## Task 1
In the article on Jim Harbaugh, what were the length and value of the contract he signed in 2011?

Jim Harbaugh comfortable in chaos

NFL, San Francisco 49ers

I just knew Jim Harbaugh would end up where he is now, 10 yards downfield from me on a fall Thursday afternoon, playing catch. No way could he resist.

He's wearing his usual outfit -- black 49ers sweatshirt over a black 49ers T-shirt, black 49ers hat and cheap khakis with a can of dip protruding from the back pocket -- and not showing signs of the tension I'm here to explore: why, exactly, his methods seem to have a shelf life.

His talent at turning losers into winners is matched only by his propensity to piss off people in the process. He's in his fourth year with the 49ers, a team that before he arrived was in a decade-long morass. But after three NFC Championship Game appearances and a close loss in Super Bowl XLVII, the team seems to have all but concluded that unless this season ends with a championship, Harbaugh's way of winning is probably unsustainable.

Many successful coaches can be jerks, of course. But in San Francisco, it's gotten strangely personal.

I had happened upon a video of Harbaugh instructing high school quarterbacks, and when he picked up a ball, he seemed to come alive, energized by the power and possibilities at his command. It made me want to throw with him. You can learn a lot about someone playing catch, including why they grate on people. There's a late-night bar story told in NFL circles about Peyton Manning's free-agent visit with the 49ers in 2012. Harbaugh and Manning were throwing the ball, so it goes, when the coach couldn't help but remark that his passes had more mustard on them than the still-rehabbing future Hall of Famer's did. You can guess how that went over.

Harbaugh tried to steer me toward profiling one of his assistant coaches or players. But it was catch and he is, at heart, a quarterback. "I'll throw with you," he said. "But I'm not sure I'll answer questions."


Two days in July served as a harbinger for the strange season that's unfolded for the 49ers, a first month of blown leads and chronically undisciplined play and reports surfacing every few days that years of strain between Harbaugh and seemingly everyone in the building is finally spilling over.

The first day was the ribbon cutting to christen Levi's Stadium, a building decades in the making. It was not only a big deal: It was a chance for everyone to celebrate after a tense offseason.

At the time, few knew the barely functional relationship between Harbaugh and 49ers general manager Trent Baalke -- two men who can talk football but at the NFL combine didn't look at each other on a shared elevator ride -- had started to spread to the front office and the locker room. Team CEO Jed York says there was a "rawness" that festered after coming up short three straight seasons. Harbaugh worked the players hard, tightening his grip, which prompted a few of them to voice concern to management. He had twice turned down contract extensions, and now, with two years left on the five-year, $25 million deal he signed in 2011, nobody knew whether he wanted to coach the 49ers next year and beyond, or even whether the 49ers wanted him.

So when Harbaugh scheduled a rookie practice during the ribbon cutting, meaning that assistants and their wives couldn't attend, team officials were irritated. With everyone in suits and NFL commissioner Roger Goodell in attendance, Harbaugh showed up in his usual practice getup and left shortly after the ceremony ended.

[Records from a dataset]
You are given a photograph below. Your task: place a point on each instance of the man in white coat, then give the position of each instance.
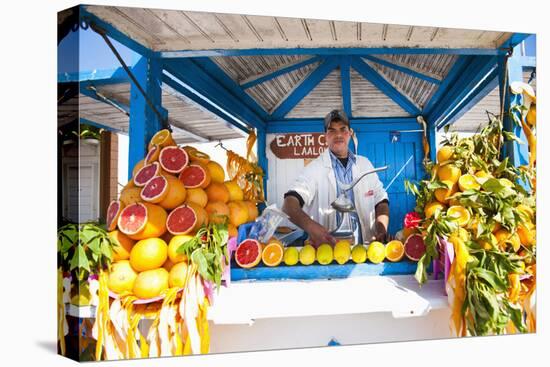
(307, 203)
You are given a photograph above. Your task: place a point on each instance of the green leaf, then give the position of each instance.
(80, 260)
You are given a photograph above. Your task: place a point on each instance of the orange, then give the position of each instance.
(197, 196)
(468, 182)
(217, 192)
(394, 250)
(442, 195)
(217, 174)
(272, 254)
(444, 153)
(218, 212)
(238, 213)
(148, 254)
(162, 138)
(449, 172)
(178, 275)
(121, 277)
(175, 195)
(151, 283)
(431, 208)
(460, 214)
(173, 246)
(122, 245)
(235, 192)
(130, 195)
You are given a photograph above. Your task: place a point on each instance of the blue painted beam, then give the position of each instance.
(144, 122)
(106, 76)
(517, 153)
(305, 87)
(476, 71)
(92, 94)
(477, 94)
(328, 51)
(250, 82)
(114, 33)
(203, 101)
(452, 76)
(218, 74)
(345, 70)
(381, 83)
(359, 125)
(99, 125)
(195, 77)
(403, 69)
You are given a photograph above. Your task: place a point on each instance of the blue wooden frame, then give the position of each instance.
(403, 69)
(306, 86)
(284, 70)
(381, 83)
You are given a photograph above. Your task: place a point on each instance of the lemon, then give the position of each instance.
(324, 254)
(376, 252)
(290, 256)
(307, 255)
(359, 254)
(342, 251)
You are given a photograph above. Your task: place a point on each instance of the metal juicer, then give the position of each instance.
(345, 206)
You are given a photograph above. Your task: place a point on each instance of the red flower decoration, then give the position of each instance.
(412, 220)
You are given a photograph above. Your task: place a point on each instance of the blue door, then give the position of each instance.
(403, 154)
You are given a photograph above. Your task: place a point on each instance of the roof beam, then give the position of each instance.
(403, 69)
(475, 73)
(386, 87)
(327, 51)
(306, 86)
(271, 74)
(210, 92)
(218, 74)
(345, 68)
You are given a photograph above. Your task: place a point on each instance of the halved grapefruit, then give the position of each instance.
(146, 173)
(113, 211)
(194, 176)
(185, 219)
(196, 156)
(415, 247)
(152, 154)
(155, 190)
(142, 220)
(248, 254)
(173, 159)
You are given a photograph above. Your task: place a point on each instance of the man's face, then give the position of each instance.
(337, 137)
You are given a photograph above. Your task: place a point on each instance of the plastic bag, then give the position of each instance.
(265, 225)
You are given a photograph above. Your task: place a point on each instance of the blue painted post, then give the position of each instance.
(517, 153)
(144, 123)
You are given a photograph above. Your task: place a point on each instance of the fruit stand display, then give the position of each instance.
(179, 266)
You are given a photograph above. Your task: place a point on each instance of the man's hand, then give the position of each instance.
(319, 235)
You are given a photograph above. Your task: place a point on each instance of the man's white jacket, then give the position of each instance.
(317, 186)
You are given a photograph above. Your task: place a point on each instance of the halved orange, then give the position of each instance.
(395, 250)
(272, 254)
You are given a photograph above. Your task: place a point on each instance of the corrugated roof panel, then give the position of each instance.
(369, 101)
(324, 97)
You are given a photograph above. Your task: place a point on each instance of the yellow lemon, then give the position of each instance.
(376, 253)
(291, 255)
(359, 254)
(342, 251)
(324, 254)
(307, 255)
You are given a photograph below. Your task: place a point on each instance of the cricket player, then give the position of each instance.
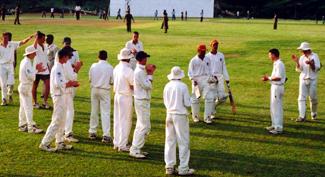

## Task 2
Copy out the records word for word, from the line containing "panel, then give the position of each instance." down to the end of the records. Leave the pictures out.

## Exercise answer 1
It was a five-year, $25 million deal.

## Exercise answer 2
You are given a photograph above. Your task: place a point on each instance of the corrugated roof panel, then give the position of each instance.
(369, 101)
(324, 97)
You are given a photograph above. Your task: place a point on each instance of the yellow lemon, then give the position of each instance.
(376, 253)
(291, 255)
(359, 254)
(342, 251)
(324, 254)
(307, 255)
You are given a photograph below. Your task: place a point on each instance of the cricket player, then give the position of each instance.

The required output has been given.